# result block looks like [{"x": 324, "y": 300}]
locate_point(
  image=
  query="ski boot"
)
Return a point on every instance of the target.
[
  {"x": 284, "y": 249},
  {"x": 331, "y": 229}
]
================
- What to work on
Copy out all of the data exactly, leaving nothing out.

- Task output
# result block looks like [{"x": 324, "y": 300}]
locate_point(
  image=
  query="ski boot"
)
Return a point on every instance of the target.
[
  {"x": 284, "y": 249},
  {"x": 331, "y": 229}
]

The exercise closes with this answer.